* **SUPPLIED ENTRIES**:
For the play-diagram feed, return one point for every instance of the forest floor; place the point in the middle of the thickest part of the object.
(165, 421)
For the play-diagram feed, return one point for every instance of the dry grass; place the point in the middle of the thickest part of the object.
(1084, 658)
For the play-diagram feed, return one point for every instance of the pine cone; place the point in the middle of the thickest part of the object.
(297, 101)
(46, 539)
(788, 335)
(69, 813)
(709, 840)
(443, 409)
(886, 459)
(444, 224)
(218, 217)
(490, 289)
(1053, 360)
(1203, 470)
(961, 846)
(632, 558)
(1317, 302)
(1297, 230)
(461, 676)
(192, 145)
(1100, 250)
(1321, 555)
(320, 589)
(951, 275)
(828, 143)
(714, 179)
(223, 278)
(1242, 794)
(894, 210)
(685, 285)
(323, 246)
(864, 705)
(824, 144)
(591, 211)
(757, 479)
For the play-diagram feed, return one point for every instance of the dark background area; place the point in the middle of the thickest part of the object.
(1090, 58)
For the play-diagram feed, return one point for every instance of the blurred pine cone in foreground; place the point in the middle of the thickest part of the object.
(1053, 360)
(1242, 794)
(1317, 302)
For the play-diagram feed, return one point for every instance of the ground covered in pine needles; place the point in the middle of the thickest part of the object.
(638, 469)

* **EXERCISE TASK**:
Lay out each line of the records above as a Markdown table with two columns, n for the row number and Line for the line itself. Leave out any blank lines.

* **ANSWER BELOW**:
| n | Line |
|---|---|
| 1 | For the play-diagram feed, return one point for every instance of the forest floor; place the point in the middle of the thickest part of the object. |
| 2 | (165, 421) |
| 3 | For the play-diagram feed, return one point for every instance of the dry grass; place the point in the middle of the thickest part of the object. |
| 4 | (1084, 658) |
| 5 | For the play-diagram feed, return one point for every instance of the pine cone; place the point in the middle of the thickest part of the object. |
| 6 | (297, 101) |
| 7 | (46, 539) |
| 8 | (788, 335) |
| 9 | (69, 813) |
| 10 | (709, 840) |
| 11 | (443, 409) |
| 12 | (886, 459) |
| 13 | (444, 224) |
| 14 | (218, 217) |
| 15 | (490, 289) |
| 16 | (1053, 360) |
| 17 | (1203, 470) |
| 18 | (961, 846) |
| 19 | (632, 558) |
| 20 | (1317, 302) |
| 21 | (1297, 230) |
| 22 | (461, 676) |
| 23 | (192, 145) |
| 24 | (1100, 250) |
| 25 | (1321, 555) |
| 26 | (320, 589) |
| 27 | (951, 275) |
| 28 | (828, 143) |
| 29 | (714, 179) |
| 30 | (223, 278) |
| 31 | (1242, 794) |
| 32 | (894, 210) |
| 33 | (685, 285) |
| 34 | (323, 246) |
| 35 | (864, 705) |
| 36 | (824, 144) |
| 37 | (591, 211) |
| 38 | (757, 479) |
| 39 | For the play-diagram feed, return one point for every instance of the dark background area; place the point in the middle of the thickest part of the object. |
| 40 | (1090, 58) |
| 41 | For the play-diagram feed, return one point for every instance of the blurred pine cone in foreground; place the point in the middle of the thickest part of the object. |
| 42 | (1053, 360) |
| 43 | (1242, 794) |
| 44 | (1317, 302) |
| 45 | For the play-diagram feed, return one point for every instance of the ground covered in pine needles; place the point in the middle of the thickest part of the object. |
| 46 | (638, 469) |